-- What is required --
Copy out every line of the data below except the pictures, shifting each bounding-box coordinate in the answers up by 21.

(Items from a dataset)

════════════════════

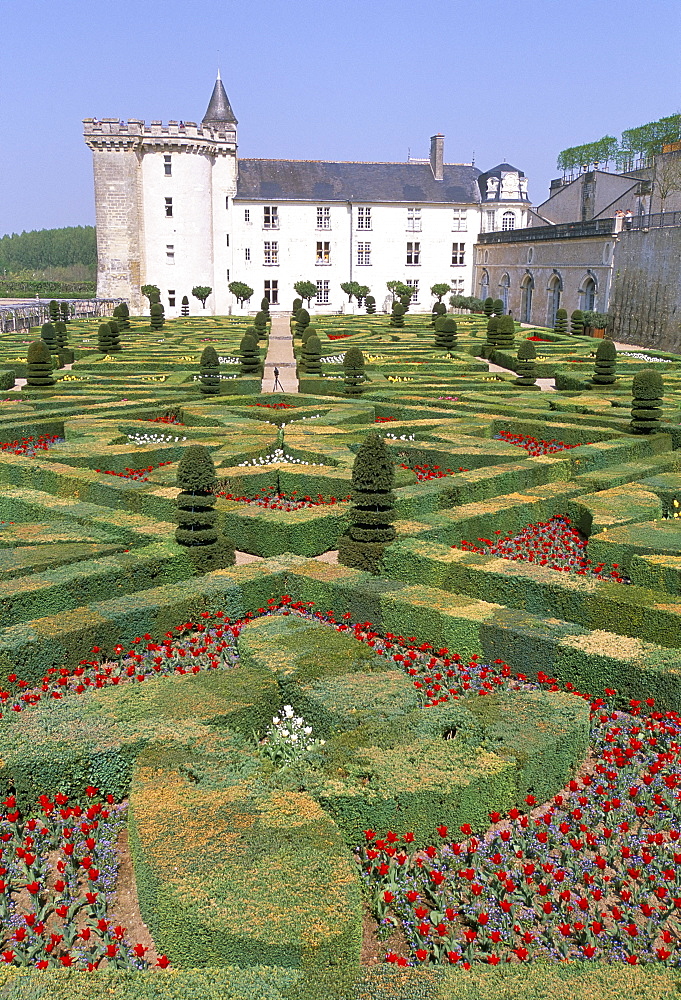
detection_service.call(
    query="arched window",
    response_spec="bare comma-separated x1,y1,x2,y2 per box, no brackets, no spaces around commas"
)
546,274,563,329
579,274,598,312
499,274,511,315
520,274,534,323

════════════════════

-- Written solution --
detection_service.call(
    query="arched window",
    response_spec="bare comma-separated x1,y1,x2,y2 per box, no brackets, no spaces around commas"
)
567,295,584,350
600,295,619,333
520,295,532,336
541,295,555,344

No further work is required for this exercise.